* **REQUEST A**
In the North Star metric guide, by roughly how many days does Spotify's time listened lead paid subscriptions?
[begin EXTRACT]
How to choose a North Star metric
Contents:
Why this choice is load-bearing
The North Star metric is the single number a company points at when it wants every team to row in the same direction. Pick it well and growth, engineering, and design argue about how to move it, not whether the metric is the right one. Pick it poorly and you spend the next two years watching teams optimize numbers that nobody outside their squad cares about — and you eventually re-do the exercise anyway, after a board meeting in which someone asks why DAU is up but revenue is flat.
This guide is about the selection process, not the metric itself. There is no universal North Star — Spotify's time listened, Airbnb's nights booked, and Slack's teams with 2,000+ messages all work because they fit their business model, not because they are clever. What you need is a repeatable way to walk into a workshop, evaluate three or four candidates, and walk out with one number plus the language to defend it.
Load-bearing trick: a North Star metric is not the metric you measure most often. It is the metric you would still measure if you could only measure one thing all year.
This is also the question that shows up in product analytics interviews at Meta, Stripe, Airbnb, and DoorDash, usually phrased as "What would you choose as the North Star for [our product] and why?". The interviewer is not testing whether you have memorized Spotify's choice. They are testing whether you can reason about user value, business model, and measurement constraints in the same sentence.
The four selection criteria
A North Star candidate has to clear four bars. Skipping any of them produces a metric that either looks great on the dashboard while the business slowly dies, or moves only when a different team ships something unrelated.
User value. The metric has to capture the value the user actually receives. Daily active users is a participation count, not a value count — a user who opens the app, sees nothing useful, and leaves still counts as DAU. Questions answered correctly per week, minutes of music listened to, nights booked — these all encode the moment the user got what they came for. If you can describe your candidate metric without using the word user, you probably haven't picked one yet.
Leads revenue. The metric has to be a leading indicator of money, with a lag short enough to act on. Spotify's time listened leads paid subscriptions by roughly 30-60 days. Airbnb's nights booked is revenue, with a small delay for refunds. NPS is famously weakly correlated with next-quarter revenue at most companies, which is why it rarely survives as a North Star.
[end EXTRACT]
[begin INPUT RECORDS]
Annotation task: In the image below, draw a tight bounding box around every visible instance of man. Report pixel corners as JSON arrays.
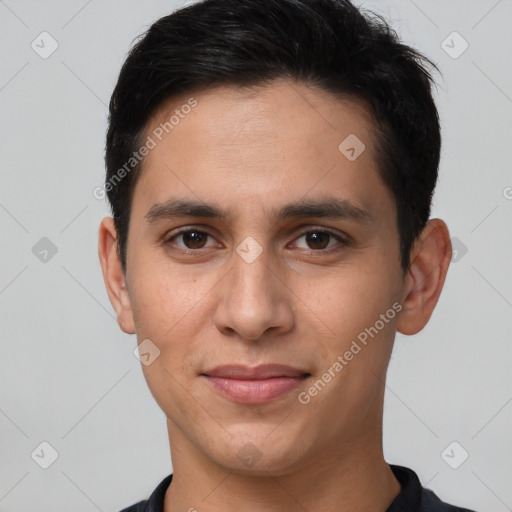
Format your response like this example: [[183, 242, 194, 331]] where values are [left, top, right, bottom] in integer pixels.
[[99, 0, 478, 512]]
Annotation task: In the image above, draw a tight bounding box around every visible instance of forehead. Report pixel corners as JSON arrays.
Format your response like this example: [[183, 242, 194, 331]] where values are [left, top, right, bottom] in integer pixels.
[[133, 80, 389, 222]]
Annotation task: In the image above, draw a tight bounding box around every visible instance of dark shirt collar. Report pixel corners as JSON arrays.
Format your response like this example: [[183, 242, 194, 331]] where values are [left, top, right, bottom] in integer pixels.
[[121, 464, 473, 512]]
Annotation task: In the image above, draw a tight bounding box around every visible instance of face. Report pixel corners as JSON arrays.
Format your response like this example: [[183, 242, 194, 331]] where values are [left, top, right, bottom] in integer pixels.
[[106, 80, 410, 474]]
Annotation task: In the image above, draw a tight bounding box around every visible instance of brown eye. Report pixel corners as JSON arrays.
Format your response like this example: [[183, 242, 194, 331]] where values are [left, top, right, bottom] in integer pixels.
[[165, 229, 210, 250], [306, 231, 332, 249], [297, 229, 348, 252]]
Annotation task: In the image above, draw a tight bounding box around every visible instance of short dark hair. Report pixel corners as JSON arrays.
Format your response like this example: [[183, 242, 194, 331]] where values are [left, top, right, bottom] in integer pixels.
[[105, 0, 441, 272]]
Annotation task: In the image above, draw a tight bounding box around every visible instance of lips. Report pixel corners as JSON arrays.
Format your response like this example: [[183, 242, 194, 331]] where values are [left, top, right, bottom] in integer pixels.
[[202, 364, 309, 380], [201, 364, 311, 404]]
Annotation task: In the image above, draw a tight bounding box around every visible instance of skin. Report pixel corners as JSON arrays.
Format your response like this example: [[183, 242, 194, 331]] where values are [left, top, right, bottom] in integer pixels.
[[99, 79, 451, 512]]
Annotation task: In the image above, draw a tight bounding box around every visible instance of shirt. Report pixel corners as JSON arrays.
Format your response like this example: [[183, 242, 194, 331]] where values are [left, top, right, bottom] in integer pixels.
[[120, 464, 474, 512]]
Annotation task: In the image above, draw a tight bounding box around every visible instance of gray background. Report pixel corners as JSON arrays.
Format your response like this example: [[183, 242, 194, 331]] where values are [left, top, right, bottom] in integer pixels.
[[0, 0, 512, 512]]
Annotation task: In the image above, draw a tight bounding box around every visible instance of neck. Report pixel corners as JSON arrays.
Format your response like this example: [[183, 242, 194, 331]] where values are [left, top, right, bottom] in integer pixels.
[[164, 422, 400, 512]]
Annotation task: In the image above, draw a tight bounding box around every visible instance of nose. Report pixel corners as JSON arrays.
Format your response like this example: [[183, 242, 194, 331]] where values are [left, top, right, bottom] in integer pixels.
[[214, 246, 294, 341]]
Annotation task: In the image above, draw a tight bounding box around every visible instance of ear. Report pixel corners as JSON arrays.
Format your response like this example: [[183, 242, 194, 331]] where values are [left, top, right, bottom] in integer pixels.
[[98, 217, 135, 334], [397, 219, 452, 335]]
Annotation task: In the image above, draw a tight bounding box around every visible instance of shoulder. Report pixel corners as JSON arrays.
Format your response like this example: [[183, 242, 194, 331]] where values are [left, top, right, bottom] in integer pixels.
[[119, 473, 172, 512], [386, 464, 475, 512]]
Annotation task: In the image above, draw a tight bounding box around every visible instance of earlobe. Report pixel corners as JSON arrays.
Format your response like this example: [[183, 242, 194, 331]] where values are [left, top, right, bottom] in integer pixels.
[[397, 219, 452, 335], [98, 217, 135, 334]]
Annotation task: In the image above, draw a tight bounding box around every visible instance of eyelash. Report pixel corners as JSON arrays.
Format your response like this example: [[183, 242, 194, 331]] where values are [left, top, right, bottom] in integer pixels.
[[164, 226, 349, 254]]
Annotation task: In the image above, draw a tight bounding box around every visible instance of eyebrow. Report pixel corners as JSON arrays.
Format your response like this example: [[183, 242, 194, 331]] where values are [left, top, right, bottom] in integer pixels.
[[145, 197, 372, 224]]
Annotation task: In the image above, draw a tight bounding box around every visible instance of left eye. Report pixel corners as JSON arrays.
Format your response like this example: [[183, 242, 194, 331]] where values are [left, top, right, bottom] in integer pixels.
[[297, 230, 344, 251]]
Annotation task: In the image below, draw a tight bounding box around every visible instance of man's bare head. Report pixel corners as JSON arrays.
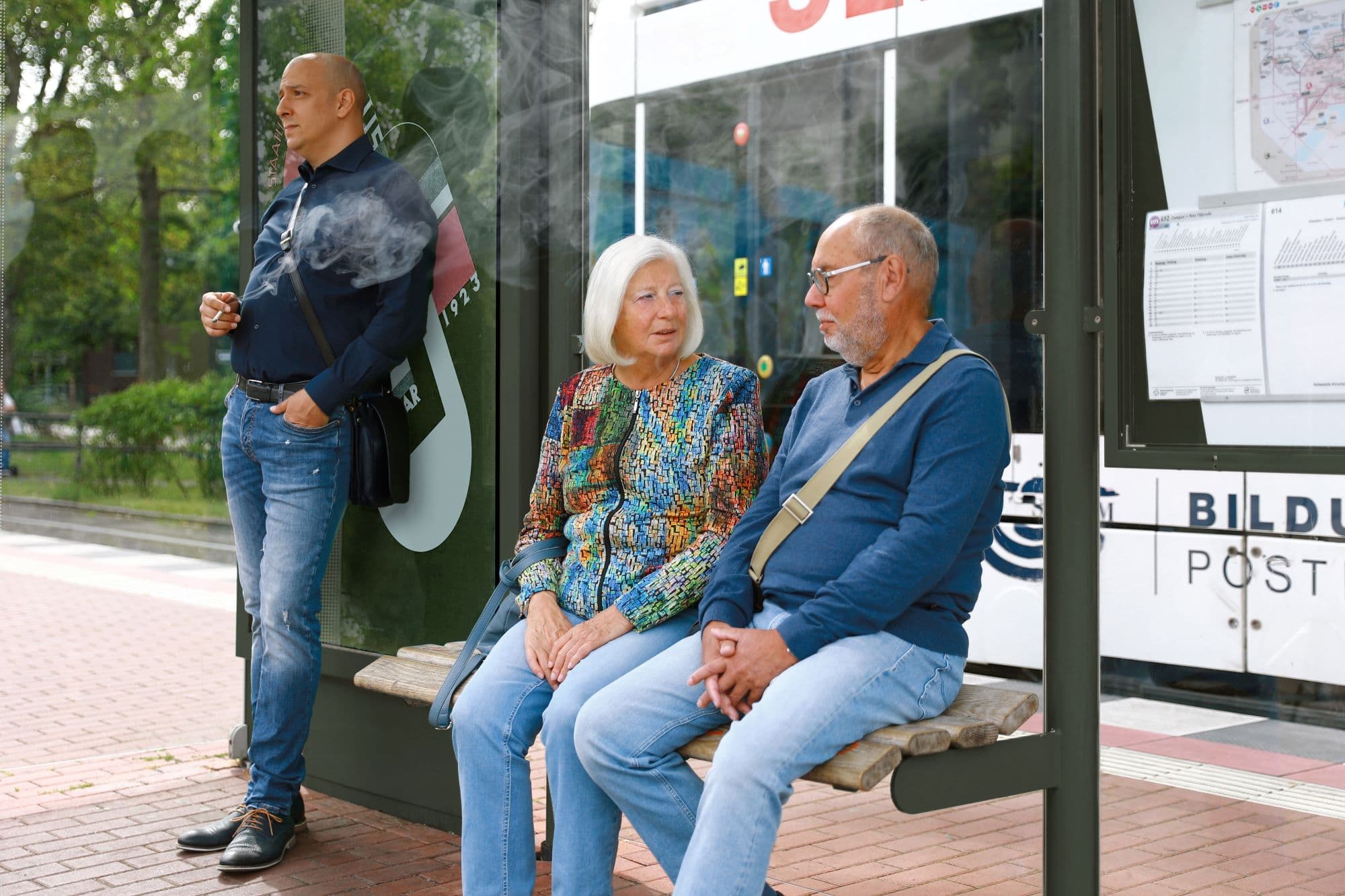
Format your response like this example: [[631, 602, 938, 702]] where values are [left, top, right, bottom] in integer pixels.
[[285, 52, 369, 112], [276, 52, 367, 167]]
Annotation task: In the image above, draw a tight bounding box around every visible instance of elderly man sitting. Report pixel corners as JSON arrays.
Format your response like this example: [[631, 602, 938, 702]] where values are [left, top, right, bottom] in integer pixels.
[[574, 206, 1009, 896]]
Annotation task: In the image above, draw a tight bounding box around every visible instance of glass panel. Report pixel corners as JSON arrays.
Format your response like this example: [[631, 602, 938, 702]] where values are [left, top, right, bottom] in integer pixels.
[[0, 0, 238, 508], [897, 11, 1042, 433], [257, 0, 498, 653], [590, 0, 1042, 454]]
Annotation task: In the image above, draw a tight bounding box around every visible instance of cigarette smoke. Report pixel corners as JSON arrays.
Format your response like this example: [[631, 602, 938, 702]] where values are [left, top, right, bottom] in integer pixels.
[[261, 188, 434, 293]]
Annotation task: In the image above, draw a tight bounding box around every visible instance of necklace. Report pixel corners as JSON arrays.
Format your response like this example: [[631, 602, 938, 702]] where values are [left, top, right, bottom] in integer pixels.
[[616, 358, 682, 391]]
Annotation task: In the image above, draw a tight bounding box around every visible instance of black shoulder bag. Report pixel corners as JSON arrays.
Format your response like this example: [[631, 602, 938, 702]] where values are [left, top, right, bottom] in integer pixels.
[[280, 183, 412, 507], [429, 536, 569, 728]]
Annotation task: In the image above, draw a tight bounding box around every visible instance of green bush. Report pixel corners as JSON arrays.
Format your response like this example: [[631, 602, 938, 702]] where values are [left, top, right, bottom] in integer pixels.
[[164, 374, 233, 498], [75, 374, 229, 498]]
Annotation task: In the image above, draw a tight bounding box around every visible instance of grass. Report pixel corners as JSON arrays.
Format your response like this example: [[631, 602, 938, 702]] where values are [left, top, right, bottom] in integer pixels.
[[0, 441, 229, 520]]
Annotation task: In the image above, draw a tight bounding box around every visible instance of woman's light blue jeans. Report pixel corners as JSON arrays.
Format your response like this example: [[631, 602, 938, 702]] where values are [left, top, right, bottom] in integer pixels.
[[573, 603, 966, 896], [452, 600, 695, 896], [219, 387, 351, 815]]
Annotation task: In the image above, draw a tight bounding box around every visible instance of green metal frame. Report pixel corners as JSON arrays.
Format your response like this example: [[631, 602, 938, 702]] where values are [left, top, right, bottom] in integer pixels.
[[1103, 0, 1345, 474], [890, 0, 1110, 882]]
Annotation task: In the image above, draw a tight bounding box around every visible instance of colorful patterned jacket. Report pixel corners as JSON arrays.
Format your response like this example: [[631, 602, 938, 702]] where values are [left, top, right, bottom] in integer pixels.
[[518, 355, 767, 631]]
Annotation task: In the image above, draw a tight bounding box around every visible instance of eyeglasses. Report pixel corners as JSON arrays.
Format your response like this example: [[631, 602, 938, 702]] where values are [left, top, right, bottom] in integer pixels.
[[808, 255, 886, 296]]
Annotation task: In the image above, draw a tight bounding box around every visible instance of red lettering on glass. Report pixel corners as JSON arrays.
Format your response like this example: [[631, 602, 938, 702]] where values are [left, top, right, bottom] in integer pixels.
[[845, 0, 901, 19], [771, 0, 829, 34]]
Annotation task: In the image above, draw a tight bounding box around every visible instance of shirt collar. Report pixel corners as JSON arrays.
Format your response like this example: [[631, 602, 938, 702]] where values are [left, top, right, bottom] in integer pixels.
[[843, 317, 952, 389], [299, 134, 374, 183]]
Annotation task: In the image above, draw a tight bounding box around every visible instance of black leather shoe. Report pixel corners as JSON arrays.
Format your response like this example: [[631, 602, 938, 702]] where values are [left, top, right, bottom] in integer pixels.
[[218, 809, 296, 872], [178, 794, 308, 853]]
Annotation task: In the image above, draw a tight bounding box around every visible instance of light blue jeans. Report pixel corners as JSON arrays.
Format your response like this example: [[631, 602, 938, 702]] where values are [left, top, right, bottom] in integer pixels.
[[452, 610, 695, 896], [574, 603, 966, 896], [219, 387, 351, 814]]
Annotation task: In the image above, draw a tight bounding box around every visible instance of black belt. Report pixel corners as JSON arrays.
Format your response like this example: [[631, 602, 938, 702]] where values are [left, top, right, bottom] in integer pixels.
[[235, 374, 309, 403]]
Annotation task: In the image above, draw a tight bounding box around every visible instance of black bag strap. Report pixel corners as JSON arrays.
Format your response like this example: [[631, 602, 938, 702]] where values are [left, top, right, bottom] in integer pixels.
[[280, 181, 336, 367], [429, 536, 569, 728]]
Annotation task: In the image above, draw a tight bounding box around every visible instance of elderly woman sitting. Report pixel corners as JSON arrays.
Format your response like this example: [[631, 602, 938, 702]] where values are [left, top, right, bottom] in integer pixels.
[[453, 235, 765, 896]]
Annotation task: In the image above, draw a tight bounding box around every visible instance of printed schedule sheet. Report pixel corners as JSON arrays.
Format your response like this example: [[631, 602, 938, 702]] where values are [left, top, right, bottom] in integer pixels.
[[1143, 204, 1266, 399]]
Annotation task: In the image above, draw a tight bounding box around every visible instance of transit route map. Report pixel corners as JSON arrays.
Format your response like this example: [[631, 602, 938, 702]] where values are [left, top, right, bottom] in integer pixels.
[[1239, 0, 1345, 184]]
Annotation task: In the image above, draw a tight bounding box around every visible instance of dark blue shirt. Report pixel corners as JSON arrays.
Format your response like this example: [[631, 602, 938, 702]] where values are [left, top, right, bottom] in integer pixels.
[[231, 136, 436, 414], [699, 320, 1009, 659]]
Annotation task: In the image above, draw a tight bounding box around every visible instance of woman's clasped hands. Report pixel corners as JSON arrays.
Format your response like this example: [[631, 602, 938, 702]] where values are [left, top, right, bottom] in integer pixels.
[[523, 591, 633, 688]]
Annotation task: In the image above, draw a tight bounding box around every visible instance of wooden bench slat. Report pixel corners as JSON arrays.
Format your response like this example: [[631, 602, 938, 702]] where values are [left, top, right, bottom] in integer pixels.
[[355, 657, 448, 706], [678, 728, 901, 791], [863, 723, 952, 756], [397, 641, 464, 661], [943, 685, 1040, 735]]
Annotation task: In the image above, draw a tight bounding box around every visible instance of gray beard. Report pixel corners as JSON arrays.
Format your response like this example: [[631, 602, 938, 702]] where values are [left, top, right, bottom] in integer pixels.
[[822, 284, 888, 367]]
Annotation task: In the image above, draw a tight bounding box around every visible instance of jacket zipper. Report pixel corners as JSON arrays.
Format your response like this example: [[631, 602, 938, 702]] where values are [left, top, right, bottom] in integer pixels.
[[593, 393, 640, 616]]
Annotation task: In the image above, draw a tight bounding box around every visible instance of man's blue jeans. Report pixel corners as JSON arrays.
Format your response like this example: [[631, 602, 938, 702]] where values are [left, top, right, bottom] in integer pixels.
[[219, 387, 351, 814], [574, 603, 966, 896], [452, 610, 695, 896]]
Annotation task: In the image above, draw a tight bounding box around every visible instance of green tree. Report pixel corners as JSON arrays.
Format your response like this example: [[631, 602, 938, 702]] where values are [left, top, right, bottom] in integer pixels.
[[0, 0, 238, 382]]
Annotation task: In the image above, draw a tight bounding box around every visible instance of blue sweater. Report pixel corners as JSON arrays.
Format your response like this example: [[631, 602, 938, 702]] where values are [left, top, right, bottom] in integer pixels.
[[699, 320, 1009, 659]]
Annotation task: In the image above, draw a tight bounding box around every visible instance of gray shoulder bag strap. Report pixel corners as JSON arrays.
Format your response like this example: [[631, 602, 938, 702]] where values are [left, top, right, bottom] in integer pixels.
[[748, 348, 1013, 585]]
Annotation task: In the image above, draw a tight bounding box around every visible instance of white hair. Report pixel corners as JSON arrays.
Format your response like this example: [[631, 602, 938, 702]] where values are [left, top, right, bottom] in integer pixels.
[[584, 234, 705, 366]]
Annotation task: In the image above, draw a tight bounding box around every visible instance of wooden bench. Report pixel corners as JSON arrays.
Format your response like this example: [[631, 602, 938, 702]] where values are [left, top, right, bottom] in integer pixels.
[[355, 642, 1037, 791]]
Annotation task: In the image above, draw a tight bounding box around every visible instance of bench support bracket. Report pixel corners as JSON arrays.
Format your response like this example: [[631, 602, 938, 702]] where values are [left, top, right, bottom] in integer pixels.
[[892, 733, 1060, 814]]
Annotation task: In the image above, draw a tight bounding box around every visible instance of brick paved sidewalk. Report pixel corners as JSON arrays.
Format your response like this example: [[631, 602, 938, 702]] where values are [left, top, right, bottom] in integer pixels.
[[0, 743, 1345, 896], [7, 530, 1345, 896]]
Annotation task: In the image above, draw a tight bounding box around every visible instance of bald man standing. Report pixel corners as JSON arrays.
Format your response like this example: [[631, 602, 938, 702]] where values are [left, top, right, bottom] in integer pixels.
[[178, 54, 436, 872]]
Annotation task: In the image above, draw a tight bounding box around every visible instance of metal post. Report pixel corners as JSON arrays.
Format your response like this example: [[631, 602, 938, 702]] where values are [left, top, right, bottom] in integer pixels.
[[1042, 0, 1100, 896]]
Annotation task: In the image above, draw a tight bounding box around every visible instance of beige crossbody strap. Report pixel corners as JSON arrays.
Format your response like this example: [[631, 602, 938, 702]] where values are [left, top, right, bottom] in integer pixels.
[[748, 348, 1009, 584]]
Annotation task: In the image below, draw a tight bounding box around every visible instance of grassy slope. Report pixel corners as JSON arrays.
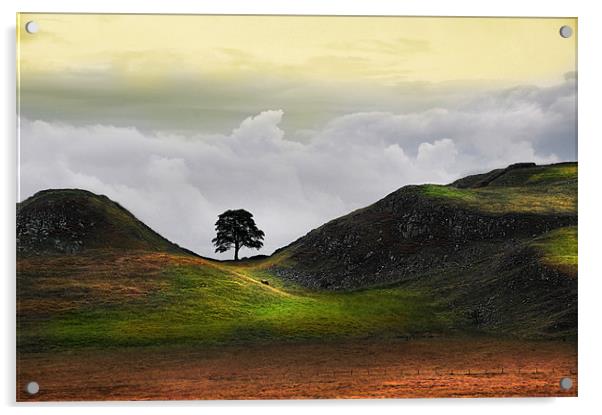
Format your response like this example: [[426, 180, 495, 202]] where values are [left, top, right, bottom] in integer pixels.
[end INPUT RECORDS]
* **REQUEST B**
Copy the listing from the line that has "of shirt collar." through the line that has "[[280, 181, 336, 367], [429, 536, 569, 728]]", requests included, and scale every bounding-box coordinate in the answers by 2, rounding to whole numbers with halves up. Numbers in the requests and their format samples stay unchanged.

* **TASK ANSWER A**
Roughly 30-60 days.

* **TASK ANSWER B**
Annotation task: In the image above, draw a tight bounding box around every visible instance of shirt collar. Report pixel corners as JSON arrays.
Format your response like this example: [[631, 602, 938, 702]] where values are [left, top, right, bottom] in integer pixels.
[[1686, 634, 1904, 778], [598, 268, 748, 366]]
Annotation task: In the image above, draw a tight bounding box around every visible instance of black leather shoe. Report pixel corners as JSON arrays.
Format your response like this example: [[631, 602, 938, 702]] where values are [left, top, right, bottom] in integer pixels.
[[436, 1618, 592, 1744], [356, 1588, 616, 1706]]
Annotation task: In the image above, draw a tight bounding box around every visible instance of light blue jeans. Report pixel corners as JSON arrays.
Format your response like this example: [[631, 602, 938, 702]] where values are [left, top, right, bottom] in integer pixels.
[[904, 1220, 1390, 1792], [1148, 1206, 1932, 1792], [438, 774, 702, 1628]]
Annotation task: In the image above, draw a tight bounding box around every visible instance of black belt. Report pixel corners as JSON arrays.
Format your response like this example: [[631, 602, 938, 702]] where values are [left, top, right, bottom] in integer pixels.
[[470, 748, 618, 806]]
Annotation task: In the image above, draw a tight bounding box around every visible instance of black bag strap. Report pixel corners as JSON arrays.
Format your response like this example: [[631, 602, 938, 702]] where values are [left, top, right, bottom] in integer pixels.
[[560, 362, 672, 734], [858, 1072, 1138, 1456]]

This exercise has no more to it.